Edit the stretch of the records from the line containing "the white saucer" through the end of the records, changing "mountain" to "hill" and keeping everything else the same. Return only that stretch.

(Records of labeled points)
......
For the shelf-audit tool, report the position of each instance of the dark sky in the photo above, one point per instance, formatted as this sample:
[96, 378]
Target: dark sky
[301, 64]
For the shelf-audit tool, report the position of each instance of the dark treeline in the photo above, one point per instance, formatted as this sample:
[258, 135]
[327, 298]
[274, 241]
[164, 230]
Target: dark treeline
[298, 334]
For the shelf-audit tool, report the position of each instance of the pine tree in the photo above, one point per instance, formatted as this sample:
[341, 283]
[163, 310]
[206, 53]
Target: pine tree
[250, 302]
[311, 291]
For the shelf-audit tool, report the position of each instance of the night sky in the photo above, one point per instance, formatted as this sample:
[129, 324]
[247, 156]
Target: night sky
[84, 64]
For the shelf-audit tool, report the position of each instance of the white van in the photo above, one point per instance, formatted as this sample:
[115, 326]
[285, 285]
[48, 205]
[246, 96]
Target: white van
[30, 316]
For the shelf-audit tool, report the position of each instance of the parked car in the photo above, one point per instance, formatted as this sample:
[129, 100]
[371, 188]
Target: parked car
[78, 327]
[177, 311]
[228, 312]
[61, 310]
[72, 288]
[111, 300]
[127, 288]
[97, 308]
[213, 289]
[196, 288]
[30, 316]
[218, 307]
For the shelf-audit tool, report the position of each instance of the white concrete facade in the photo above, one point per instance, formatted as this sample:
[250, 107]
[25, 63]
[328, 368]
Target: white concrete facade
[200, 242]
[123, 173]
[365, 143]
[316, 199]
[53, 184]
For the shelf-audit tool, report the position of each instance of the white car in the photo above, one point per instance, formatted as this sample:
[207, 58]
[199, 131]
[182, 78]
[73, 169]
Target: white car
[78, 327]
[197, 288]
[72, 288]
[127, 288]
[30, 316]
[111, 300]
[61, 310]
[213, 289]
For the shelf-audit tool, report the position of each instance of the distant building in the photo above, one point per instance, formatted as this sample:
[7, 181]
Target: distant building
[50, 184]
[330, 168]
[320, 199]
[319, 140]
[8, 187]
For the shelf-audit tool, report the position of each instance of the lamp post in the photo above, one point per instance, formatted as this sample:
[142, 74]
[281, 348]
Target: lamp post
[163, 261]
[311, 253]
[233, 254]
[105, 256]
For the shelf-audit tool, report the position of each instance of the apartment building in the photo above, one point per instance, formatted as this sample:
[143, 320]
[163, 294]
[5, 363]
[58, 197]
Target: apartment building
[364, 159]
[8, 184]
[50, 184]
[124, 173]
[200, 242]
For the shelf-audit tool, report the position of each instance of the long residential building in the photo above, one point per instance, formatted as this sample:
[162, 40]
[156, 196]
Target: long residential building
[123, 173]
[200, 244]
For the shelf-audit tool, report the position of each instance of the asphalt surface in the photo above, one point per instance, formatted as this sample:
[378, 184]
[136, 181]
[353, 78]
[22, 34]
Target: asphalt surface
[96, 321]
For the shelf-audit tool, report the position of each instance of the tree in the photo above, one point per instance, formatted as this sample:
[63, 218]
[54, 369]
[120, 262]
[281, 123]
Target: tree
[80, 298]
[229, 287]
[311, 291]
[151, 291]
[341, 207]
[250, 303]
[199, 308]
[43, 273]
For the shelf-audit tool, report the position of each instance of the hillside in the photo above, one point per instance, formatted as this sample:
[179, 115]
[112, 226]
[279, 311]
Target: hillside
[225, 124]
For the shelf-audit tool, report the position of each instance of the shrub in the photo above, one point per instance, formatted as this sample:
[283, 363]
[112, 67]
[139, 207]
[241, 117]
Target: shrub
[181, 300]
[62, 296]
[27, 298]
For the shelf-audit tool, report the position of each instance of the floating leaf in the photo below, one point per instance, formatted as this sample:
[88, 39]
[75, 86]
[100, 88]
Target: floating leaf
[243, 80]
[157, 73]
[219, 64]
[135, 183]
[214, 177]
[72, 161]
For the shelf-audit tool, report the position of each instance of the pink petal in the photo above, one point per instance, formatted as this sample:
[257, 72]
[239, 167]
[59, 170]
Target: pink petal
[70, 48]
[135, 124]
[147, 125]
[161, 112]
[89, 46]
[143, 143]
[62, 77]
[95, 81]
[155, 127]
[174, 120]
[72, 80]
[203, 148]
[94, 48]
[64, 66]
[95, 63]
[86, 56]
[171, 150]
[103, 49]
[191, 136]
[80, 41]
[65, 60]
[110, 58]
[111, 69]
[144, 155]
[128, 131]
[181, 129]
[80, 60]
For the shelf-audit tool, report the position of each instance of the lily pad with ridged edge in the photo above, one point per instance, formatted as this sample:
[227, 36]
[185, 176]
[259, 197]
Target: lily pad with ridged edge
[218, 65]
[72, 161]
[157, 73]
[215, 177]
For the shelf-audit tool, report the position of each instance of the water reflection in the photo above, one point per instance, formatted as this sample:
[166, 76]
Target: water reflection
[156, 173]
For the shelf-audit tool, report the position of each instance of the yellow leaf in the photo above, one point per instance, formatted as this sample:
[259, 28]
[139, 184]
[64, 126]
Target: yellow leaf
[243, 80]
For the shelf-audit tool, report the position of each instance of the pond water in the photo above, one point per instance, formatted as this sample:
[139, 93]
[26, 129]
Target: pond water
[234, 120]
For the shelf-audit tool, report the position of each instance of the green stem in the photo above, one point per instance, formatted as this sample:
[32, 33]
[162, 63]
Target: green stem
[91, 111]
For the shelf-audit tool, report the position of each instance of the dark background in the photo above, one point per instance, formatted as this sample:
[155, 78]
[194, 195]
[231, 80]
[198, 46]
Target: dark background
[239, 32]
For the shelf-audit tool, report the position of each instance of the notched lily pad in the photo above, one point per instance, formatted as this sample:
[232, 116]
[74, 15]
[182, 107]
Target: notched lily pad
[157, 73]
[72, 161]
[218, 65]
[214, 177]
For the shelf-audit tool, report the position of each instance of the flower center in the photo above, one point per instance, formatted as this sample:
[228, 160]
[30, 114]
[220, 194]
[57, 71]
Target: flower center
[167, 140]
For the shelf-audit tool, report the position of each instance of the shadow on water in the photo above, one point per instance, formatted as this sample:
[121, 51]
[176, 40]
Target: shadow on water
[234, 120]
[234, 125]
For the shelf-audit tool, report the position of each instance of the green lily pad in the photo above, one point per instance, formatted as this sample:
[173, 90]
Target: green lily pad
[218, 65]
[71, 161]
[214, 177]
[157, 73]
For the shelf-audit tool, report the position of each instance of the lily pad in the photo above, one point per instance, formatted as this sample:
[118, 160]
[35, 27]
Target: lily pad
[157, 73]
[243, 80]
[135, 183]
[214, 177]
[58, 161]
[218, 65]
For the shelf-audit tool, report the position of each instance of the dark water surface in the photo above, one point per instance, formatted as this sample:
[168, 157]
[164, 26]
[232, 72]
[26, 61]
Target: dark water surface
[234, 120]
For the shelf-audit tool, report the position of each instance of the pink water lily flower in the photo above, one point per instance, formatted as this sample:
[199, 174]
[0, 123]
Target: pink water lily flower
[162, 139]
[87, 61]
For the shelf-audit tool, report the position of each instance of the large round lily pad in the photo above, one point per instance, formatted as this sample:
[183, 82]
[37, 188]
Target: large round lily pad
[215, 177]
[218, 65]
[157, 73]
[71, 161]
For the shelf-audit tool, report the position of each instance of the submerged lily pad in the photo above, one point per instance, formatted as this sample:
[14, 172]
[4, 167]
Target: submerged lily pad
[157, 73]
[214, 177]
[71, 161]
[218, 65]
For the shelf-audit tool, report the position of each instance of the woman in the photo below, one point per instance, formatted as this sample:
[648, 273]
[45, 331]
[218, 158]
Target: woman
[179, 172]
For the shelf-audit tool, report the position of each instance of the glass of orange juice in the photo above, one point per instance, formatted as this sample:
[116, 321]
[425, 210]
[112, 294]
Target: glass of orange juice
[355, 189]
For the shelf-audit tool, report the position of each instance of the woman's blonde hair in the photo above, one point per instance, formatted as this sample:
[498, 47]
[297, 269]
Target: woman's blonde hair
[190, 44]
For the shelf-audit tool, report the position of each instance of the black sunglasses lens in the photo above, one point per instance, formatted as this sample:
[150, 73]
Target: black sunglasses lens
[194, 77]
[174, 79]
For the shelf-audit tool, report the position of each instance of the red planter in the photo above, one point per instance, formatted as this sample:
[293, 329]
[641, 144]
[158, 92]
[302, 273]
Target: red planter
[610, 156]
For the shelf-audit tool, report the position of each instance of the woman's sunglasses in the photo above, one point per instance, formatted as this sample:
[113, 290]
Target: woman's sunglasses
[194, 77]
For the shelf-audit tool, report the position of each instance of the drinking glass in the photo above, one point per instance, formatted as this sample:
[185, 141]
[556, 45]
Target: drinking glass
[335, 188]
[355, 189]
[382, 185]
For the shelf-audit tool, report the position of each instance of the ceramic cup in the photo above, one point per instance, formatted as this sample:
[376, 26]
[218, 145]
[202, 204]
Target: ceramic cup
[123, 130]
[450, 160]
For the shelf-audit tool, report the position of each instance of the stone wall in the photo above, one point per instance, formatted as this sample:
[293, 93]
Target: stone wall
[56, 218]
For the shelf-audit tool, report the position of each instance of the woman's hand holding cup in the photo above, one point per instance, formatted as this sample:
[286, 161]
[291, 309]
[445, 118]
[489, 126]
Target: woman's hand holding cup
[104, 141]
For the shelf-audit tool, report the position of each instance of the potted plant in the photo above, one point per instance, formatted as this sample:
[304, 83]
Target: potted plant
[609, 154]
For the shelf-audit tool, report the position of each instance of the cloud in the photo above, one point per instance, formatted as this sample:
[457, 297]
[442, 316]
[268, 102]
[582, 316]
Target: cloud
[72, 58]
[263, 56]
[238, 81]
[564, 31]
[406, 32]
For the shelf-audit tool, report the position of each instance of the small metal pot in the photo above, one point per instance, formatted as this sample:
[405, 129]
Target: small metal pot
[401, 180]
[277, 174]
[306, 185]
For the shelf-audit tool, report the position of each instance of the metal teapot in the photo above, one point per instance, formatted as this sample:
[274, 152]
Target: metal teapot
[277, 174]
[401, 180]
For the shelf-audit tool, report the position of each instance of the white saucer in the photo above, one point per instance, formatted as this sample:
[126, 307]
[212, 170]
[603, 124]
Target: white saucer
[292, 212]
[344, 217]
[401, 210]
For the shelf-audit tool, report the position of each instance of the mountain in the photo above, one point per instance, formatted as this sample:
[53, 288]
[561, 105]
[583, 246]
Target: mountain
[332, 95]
......
**Answer for the task:**
For the shelf-audit tool, report the position of each instance of the white saucer in the photo above, one point per instance, formatted as this sample:
[126, 307]
[212, 170]
[603, 124]
Target: white saucer
[292, 212]
[344, 217]
[401, 210]
For the shelf-audit tool, report the position of each instance of the hill in the photo above, one point per instance, formatted as this sample:
[53, 288]
[561, 105]
[583, 246]
Target: hill
[332, 95]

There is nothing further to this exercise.